◆ **EXCERPT TO READ**

GPJ received industry awards and accolades for the design of The Bank of China exhibition; two employees were bestowed top design honors for their contributions to the exhibition.

2010 Shanghai World Expo 

GPJ participated in the creating and designing the Australian and Cisco pavilions for the 2010 World Expo that took place in Shanghai. Having won a public tender and being selected for designing the Australian pavilion, the company was given $3 million to create an exhibit that represented the culture and diversity of Australia. The interactions throughout the exhibit centered on content without narrative due to the Mandarin speaking majority among the expo attendees. The entire exhibit was designed around the usage of interactive visual art, acrobatics, performance art, non-narrative music, film, dance and multimedia elements.

George P. Johnson was also awarded an Innovation Award by Cisco, whose pavilion GPJ also worked on.

◆ **GIVEN PROBLEM 1**
Translate this sentence from the passage on GPJ's exhibition work into Spanish: "George P. Johnson was also awarded an Innovation Award by Cisco, whose pavilion GPJ also worked on."

◆ **DATA ENTRIES**
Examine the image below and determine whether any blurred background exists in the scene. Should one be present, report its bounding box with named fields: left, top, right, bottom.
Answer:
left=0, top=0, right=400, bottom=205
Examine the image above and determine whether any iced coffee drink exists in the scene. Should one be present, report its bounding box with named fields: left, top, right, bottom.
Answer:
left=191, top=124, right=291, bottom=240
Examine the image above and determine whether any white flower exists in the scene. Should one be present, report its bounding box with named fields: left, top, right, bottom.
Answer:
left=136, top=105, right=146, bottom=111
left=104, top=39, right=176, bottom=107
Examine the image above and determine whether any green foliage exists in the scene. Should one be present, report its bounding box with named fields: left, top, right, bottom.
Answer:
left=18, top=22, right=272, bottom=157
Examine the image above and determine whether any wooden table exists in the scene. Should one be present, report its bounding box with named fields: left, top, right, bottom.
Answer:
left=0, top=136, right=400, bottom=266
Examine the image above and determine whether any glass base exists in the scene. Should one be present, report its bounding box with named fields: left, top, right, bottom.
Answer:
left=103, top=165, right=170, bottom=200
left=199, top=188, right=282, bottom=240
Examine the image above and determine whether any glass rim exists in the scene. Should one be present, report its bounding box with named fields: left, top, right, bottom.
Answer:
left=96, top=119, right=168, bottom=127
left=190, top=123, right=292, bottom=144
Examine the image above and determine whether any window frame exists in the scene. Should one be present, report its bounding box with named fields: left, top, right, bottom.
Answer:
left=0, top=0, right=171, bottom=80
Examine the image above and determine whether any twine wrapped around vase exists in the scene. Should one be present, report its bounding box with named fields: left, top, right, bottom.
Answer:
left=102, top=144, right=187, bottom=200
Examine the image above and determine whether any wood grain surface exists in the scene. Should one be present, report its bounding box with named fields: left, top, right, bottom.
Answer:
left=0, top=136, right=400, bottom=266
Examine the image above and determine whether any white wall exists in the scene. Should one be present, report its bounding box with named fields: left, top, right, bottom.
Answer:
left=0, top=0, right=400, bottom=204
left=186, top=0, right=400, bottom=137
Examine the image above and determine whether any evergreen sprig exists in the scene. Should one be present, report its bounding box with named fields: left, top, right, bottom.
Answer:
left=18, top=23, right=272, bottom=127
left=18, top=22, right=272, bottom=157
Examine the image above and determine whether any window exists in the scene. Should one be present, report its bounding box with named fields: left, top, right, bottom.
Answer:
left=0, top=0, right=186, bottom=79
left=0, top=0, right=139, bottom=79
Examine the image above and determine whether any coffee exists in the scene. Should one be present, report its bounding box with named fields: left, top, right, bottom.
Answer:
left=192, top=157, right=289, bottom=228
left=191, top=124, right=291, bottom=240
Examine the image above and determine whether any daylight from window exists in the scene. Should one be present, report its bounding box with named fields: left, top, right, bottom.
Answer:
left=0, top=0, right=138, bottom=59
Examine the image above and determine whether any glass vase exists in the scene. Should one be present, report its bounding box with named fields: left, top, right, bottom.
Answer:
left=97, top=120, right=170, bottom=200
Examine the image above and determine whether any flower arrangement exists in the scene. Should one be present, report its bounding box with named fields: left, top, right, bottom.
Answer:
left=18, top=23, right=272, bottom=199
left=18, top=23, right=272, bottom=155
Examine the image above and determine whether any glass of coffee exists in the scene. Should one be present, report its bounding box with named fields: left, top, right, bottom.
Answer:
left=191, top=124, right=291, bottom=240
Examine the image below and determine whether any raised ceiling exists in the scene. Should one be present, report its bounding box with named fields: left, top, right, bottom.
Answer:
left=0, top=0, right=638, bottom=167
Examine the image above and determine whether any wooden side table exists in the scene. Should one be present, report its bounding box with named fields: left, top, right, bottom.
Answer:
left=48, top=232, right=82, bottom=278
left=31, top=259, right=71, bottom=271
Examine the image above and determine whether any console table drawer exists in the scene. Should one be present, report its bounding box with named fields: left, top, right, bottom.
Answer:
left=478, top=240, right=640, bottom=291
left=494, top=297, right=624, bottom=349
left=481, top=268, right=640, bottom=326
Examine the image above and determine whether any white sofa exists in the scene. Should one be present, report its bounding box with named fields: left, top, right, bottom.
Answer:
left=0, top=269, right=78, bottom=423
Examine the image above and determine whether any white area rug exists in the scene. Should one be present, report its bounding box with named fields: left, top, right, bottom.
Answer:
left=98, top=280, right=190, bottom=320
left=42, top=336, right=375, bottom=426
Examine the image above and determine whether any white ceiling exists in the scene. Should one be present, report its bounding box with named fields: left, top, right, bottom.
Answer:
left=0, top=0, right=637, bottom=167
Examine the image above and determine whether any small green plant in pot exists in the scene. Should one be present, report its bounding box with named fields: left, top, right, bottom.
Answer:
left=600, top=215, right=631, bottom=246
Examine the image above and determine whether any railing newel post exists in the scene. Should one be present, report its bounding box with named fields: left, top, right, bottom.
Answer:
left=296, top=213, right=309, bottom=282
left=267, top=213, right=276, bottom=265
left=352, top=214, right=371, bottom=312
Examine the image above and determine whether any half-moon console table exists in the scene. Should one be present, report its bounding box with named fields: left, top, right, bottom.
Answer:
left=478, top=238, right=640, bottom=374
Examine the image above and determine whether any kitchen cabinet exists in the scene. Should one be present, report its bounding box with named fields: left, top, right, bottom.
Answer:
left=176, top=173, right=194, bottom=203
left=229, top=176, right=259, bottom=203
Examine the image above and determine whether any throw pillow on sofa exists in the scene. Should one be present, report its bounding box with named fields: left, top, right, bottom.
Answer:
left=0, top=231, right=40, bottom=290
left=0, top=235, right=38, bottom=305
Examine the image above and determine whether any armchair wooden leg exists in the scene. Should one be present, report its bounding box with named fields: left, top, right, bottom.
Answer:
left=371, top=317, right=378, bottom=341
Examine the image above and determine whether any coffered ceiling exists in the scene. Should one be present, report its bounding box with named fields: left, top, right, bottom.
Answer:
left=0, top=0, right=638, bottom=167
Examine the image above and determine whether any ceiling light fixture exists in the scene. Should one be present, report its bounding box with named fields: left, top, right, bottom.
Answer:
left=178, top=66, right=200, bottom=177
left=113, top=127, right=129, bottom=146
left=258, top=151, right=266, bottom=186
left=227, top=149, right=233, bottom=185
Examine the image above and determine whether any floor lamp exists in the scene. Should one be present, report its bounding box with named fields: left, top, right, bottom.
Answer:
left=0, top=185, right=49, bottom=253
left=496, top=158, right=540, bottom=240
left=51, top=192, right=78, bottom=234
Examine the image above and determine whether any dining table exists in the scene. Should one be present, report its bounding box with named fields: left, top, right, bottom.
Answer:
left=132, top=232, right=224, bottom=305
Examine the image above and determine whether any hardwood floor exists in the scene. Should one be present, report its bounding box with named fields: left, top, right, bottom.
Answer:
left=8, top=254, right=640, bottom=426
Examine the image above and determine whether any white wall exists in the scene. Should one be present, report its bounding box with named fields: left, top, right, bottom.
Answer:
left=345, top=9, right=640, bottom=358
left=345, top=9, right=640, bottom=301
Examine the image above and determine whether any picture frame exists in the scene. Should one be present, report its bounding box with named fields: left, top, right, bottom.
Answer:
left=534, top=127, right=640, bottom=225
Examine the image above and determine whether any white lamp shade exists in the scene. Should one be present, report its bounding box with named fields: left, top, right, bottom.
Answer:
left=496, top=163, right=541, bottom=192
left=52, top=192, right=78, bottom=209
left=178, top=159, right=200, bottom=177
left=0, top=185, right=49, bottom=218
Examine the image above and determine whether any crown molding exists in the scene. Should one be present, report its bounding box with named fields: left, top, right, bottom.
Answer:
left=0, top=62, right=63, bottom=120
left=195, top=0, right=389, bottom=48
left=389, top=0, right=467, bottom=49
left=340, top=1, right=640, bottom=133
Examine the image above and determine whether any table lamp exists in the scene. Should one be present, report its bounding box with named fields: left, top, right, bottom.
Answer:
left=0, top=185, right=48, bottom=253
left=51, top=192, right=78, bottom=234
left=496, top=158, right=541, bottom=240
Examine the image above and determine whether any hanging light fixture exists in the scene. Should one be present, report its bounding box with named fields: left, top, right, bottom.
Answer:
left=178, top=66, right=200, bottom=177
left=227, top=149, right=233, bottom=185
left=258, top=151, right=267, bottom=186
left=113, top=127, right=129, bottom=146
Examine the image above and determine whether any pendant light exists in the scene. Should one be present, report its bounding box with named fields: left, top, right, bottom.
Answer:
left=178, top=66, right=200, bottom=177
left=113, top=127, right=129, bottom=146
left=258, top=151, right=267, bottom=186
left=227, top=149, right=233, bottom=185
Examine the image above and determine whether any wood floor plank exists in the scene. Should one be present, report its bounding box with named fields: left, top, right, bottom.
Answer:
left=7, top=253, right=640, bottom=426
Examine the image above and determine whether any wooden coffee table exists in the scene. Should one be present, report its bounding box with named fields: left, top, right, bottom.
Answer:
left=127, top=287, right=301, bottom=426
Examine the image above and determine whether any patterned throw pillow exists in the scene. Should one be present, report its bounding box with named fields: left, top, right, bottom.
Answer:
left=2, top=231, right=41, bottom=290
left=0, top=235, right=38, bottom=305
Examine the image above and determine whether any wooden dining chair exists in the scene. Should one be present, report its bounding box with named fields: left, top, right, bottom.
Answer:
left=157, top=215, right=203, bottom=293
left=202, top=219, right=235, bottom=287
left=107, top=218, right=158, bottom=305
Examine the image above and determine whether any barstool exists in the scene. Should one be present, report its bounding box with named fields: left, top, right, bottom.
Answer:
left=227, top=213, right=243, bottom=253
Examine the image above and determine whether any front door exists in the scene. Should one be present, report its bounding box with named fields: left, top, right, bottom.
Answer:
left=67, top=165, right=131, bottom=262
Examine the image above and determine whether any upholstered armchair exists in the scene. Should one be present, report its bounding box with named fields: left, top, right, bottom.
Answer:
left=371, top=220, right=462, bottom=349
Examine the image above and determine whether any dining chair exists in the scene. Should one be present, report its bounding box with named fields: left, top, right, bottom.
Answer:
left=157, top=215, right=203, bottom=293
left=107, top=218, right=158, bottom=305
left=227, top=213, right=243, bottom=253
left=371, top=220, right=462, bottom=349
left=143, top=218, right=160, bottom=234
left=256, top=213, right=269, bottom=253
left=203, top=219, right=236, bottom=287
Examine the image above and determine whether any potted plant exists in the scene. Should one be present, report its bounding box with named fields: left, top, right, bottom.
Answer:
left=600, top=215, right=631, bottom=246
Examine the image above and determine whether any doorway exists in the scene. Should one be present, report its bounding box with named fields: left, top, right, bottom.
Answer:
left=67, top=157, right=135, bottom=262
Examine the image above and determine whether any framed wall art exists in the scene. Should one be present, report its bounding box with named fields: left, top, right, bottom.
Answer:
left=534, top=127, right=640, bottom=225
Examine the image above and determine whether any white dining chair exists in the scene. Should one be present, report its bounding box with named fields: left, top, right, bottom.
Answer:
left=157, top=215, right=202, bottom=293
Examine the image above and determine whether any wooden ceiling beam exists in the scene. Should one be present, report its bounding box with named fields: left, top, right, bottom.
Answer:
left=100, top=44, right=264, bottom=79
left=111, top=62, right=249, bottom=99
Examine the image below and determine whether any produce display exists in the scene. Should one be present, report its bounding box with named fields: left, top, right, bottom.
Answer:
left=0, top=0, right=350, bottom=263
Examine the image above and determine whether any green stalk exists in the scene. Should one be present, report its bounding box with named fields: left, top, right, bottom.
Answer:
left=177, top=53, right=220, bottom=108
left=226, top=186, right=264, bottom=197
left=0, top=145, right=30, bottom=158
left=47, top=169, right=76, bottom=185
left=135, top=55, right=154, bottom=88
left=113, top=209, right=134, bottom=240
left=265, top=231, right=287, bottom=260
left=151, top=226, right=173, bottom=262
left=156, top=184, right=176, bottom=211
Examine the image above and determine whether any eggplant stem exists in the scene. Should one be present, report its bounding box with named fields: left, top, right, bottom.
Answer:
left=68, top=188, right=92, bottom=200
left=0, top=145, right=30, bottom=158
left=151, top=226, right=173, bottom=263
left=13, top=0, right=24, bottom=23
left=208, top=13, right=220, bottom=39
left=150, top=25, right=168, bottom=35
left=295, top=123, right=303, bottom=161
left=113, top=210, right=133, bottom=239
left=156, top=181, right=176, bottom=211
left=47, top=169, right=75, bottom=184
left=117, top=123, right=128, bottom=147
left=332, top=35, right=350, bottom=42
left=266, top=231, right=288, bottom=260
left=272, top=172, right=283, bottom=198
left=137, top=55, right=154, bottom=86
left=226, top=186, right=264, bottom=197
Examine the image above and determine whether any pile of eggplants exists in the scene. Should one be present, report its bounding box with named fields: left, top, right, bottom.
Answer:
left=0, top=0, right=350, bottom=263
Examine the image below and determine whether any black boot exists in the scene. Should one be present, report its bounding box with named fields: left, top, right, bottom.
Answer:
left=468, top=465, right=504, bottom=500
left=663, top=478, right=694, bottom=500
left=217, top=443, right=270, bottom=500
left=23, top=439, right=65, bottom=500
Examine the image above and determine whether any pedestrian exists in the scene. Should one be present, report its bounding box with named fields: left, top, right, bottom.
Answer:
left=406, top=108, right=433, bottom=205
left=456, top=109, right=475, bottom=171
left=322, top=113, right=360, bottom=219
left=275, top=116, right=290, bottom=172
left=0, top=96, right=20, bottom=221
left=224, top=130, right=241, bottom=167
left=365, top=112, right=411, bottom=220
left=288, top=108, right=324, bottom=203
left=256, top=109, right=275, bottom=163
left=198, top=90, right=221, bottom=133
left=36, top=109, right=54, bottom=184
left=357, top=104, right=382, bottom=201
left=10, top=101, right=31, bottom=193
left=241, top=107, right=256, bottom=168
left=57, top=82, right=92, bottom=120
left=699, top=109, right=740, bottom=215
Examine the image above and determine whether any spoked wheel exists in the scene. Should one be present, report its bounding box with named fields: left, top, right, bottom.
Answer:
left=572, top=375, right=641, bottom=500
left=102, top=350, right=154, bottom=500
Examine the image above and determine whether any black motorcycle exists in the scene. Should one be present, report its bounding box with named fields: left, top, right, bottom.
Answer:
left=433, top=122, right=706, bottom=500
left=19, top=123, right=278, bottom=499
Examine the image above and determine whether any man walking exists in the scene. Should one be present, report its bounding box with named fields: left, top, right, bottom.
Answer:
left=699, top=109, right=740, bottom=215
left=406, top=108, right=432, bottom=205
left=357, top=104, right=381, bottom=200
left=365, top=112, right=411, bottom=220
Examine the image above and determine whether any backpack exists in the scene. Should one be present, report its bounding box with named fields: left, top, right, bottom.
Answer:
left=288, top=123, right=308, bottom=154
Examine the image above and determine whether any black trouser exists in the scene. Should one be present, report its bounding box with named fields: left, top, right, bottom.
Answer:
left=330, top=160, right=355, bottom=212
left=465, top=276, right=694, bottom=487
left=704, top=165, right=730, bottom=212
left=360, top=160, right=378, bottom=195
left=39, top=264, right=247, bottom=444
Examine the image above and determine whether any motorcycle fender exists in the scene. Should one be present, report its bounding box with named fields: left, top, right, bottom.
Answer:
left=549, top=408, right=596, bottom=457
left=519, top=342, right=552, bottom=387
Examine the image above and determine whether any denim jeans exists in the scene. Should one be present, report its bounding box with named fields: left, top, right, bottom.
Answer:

◆ **GIVEN PROBLEM 2**
From the rows above, lay out the lines as a Markdown table with columns Number and Line. Start with the line containing "Examine the image below and determine whether any raised" and go on through the line containing "left=481, top=268, right=640, bottom=326", leaving out blank lines.

◆ **EXPECTED ANSWER 1**
George P. Johnson también recibió un Premio a la Innovación de Cisco, en cuyo pabellón también trabajó GPJ.

◆ **EXPECTED ANSWER 2**
| Number | Line |
|---|---|
| 1 | Examine the image below and determine whether any raised ceiling exists in the scene. Should one be present, report its bounding box with named fields: left, top, right, bottom. |
| 2 | Answer: |
| 3 | left=0, top=0, right=638, bottom=167 |
| 4 | Examine the image above and determine whether any wooden side table exists in the scene. Should one be present, report its bounding box with named fields: left, top, right, bottom. |
| 5 | Answer: |
| 6 | left=48, top=232, right=82, bottom=278 |
| 7 | left=31, top=259, right=71, bottom=271 |
| 8 | Examine the image above and determine whether any console table drawer exists in the scene. Should one be present, report its bounding box with named fields: left, top, right, bottom. |
| 9 | Answer: |
| 10 | left=478, top=240, right=640, bottom=291 |
| 11 | left=494, top=297, right=624, bottom=349 |
| 12 | left=481, top=268, right=640, bottom=326 |